• _TEXT SHOWN_:
^^^^

The Best Yoga Cues for Upward Facing Dog (Start with the Foundation)
"Upward facing dog... and then press back to downward facing dog."
I've heard it countless times. Heck, I've said it countless times early in my teaching career. Upward facing dog would come and go in the flow, and I'd barely give it a second thought. It was more of a transition than a posture I was actually teaching.
Then one day I stopped and watched what was happening in the room. Collapsed lower backs. Crunched shoulders. Students who looked more like they were surviving the posture than experiencing it.
That's when I realized: I wasn't really cueing upward facing dog. I was just announcing it. And when I started paying attention to other classes, I noticed most teachers were doing the same thing.
The best yoga cues for upward facing dog focus on the foundation, the hands and feet, because when you press down into the earth, you create lift. This isn't just a nice idea. It's physics. Newton's third law tells us that every action has an equal and opposite reaction. Press down, and the earth pushes back up.
As a doctor of physical therapy with over 25 years of experience and a yoga teacher trainer, I've found that the most effective cues are often the simplest. And they almost always start with the foundation.
In This Article:
Why foundation cues matter more than "lift your chest"
Two cues for the feet that create stability and lift
Two cues for the hands (same principle, different body part)
How pressing down prevents wrist pain
Why Start with the Foundation?
Here's something I've learned from working with hundreds of yoga teachers: when a student looks unstable or stuck in a posture, the answer is usually in the foundation.
Upward facing dog has two points of contact with the ground: the tops of the feet and the hands. That's it. Everything else is lifted off the ground. So if you want to help your students find more lift, more stability, more ease in the posture, you start where their body meets the earth.
The common instinct is to cue the chest or the shoulders. Lift your heart! Roll your shoulders back! Those aren't bad cues, but they skip a step. Without a stable foundation, lifting the chest just compresses the lower back.
A more empowering approach: Build from the ground up. Get the foundation right, and the lift happens almost automatically.
Two Cues for the Feet
Cue #1: "Spread your toes as wide as you can."
This simple cue does two things at once.

^^^^

• _RAW DATA_:

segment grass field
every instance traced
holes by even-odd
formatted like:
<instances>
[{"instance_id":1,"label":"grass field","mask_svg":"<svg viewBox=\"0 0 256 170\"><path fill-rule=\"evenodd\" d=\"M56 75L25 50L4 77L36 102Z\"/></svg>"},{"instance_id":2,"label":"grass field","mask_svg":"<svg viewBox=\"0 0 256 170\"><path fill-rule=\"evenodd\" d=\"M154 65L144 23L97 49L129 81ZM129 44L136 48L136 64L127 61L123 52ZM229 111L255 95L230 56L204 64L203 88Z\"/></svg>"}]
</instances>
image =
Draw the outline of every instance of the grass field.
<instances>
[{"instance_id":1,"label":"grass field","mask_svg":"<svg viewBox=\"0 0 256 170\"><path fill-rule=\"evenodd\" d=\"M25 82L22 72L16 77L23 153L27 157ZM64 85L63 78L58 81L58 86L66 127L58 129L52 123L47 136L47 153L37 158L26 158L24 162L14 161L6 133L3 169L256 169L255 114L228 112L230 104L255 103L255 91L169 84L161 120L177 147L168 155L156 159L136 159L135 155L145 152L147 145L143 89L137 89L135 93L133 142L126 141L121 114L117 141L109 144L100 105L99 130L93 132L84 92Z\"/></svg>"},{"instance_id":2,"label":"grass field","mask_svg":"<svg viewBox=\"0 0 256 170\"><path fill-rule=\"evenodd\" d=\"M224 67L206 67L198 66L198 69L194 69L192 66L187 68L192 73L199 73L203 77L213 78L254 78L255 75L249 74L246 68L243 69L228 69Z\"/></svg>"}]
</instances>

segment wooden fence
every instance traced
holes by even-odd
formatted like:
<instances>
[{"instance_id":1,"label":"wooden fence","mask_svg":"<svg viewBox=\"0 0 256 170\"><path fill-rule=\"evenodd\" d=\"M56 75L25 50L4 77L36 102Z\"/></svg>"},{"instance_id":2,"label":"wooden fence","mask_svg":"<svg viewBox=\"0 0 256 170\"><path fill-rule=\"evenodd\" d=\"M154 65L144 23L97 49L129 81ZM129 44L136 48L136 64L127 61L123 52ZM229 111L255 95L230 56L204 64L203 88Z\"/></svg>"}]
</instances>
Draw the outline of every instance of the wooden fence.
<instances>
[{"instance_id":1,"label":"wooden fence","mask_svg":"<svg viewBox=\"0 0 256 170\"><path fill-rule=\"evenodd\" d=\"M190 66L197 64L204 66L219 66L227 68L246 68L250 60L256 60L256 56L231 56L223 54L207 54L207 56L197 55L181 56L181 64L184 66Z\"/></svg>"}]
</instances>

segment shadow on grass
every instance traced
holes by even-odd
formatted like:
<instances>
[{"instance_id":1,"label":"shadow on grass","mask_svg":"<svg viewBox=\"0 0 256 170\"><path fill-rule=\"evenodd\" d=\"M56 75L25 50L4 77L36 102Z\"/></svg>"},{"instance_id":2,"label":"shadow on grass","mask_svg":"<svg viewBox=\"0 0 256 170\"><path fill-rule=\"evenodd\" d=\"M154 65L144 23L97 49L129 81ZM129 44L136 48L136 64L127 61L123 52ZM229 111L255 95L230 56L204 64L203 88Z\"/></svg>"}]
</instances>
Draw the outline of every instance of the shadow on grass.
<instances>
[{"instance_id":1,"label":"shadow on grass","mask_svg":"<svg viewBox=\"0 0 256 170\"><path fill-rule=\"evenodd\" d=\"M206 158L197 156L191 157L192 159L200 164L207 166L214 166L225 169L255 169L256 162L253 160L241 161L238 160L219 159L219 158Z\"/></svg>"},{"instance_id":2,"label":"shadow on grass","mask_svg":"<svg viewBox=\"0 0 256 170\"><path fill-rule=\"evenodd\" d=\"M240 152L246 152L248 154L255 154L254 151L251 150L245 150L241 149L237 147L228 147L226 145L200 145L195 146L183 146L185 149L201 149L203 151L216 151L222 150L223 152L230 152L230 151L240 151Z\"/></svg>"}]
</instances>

^^^^

• _TASKS AND EXERCISES_:
- a) In the upward facing dog article, rewrite the stretch from "I've heard it" through "was actually teaching.", switching "transition" to "pause".
- b) According to the upward facing dog article, how many years of experience does the author have as a doctor of physical therapy?
- c) Carry on the upward facing dog article from its final sentence.

• _OUTPUTS BY TASK_:
- a)
I've heard it countless times. Heck, I've said it countless times early in my teaching career. Upward facing dog would come and go in the flow, and I'd barely give it a second thought. It was more of a pause than a posture I was actually teaching.

- b) Over 25 years.

- c)
First, it widens the base of support. A wider base means more stability. More stability means your students can relax into the posture instead of gripping to stay upright.
Second, spreading the toes activates muscles throughout the entire leg. Try it right now, wherever you are. Spread your toes wide and notice what happens. You'll likely feel your calves, your quads, maybe even your glutes wake up. That's not a coincidence. Your body is connected, and activation in one area ripples outward.
Cue #2: "Press the tops of your feet down into the ground."
This is where Newton comes in.
When you press down into the earth, the earth pushes back. That opposite force creates lift in your body. So instead of muscling your legs up off the mat, you press your feet down and allow your body to work efficiently, in a way that physics supports you rather than challenges you.
If you want to help your students create more lift in upward facing dog, don't just tell them to lift. Cue them to press down.
Two Cues for the Hands
The hands are the other half of the foundation. The same principles apply.
Cue #3: "Spread your fingers as wide as you can."
Just like spreading the toes, spreading the fingers creates a wider, more stable base of support. It also activates muscles up through the forearm, arm, and shoulder.
Here's a bonus: this cue can help prevent wrist pain. When your fingers are spread wide and actively pressing, the load distributes more evenly across your hand. When the fingers are passive or curled, too much pressure concentrates in the heel of the hand and the wrist takes the brunt of it.
Cue #4: "Press the four corners of your hands down into the ground."
Same physics, different body part. Press your hands down, and your upper body lifts.
The "four corners" piece is important. It ensures even distribution of weight across the whole hand: the base of the index finger, the base of the pinky, and both sides of the heel of the hand. Even distribution means less strain on any single area, which is good news for wrists.
The Bottom Line
The best cues for upward facing dog don't start with the spine or the chest. They start with the foundation. Spread your fingers and toes wide to create stability. Press your hands and feet down to create lift. When the foundation is solid, everything above it can find more ease.
These four cues work because they're grounded in anatomy and physics, not just tradition. And once you understand the why behind them, you can adapt them for any student in front of you.
Get Curious! Q&A
Why do students get wrist pain in upward facing dog? Wrist pain in upward facing dog often comes from uneven weight distribution. If most of the pressure lands in the heel of the hand, the wrist gets compressed. Cueing your students to spread their fingers wide and press through all four corners of the hand helps distribute the load more evenly.
What's the difference between upward facing dog and cobra? In cobra, the legs and pelvis stay on the ground. In upward facing dog, only the hands and tops of the feet touch the mat, with everything else lifted off the ground. Upward facing dog requires more strength and stability, which is why foundation cues are so important.
Should students tuck or untuck their toes in upward facing dog? The tops of the feet press into the mat in upward facing dog, so the toes are untucked. There's more to this choice than meets the eye (it affects your spine and lower back too), but for now, just know that untucked toes allow for that downward press that generates lift.
Can I use these cues in other postures? Absolutely. The principle of "press down to lift up" applies across many yoga postures. Downward facing dog, handstand, even standing balances all benefit from a stable, active foundation. These foundation cues are a starting point, not the whole picture.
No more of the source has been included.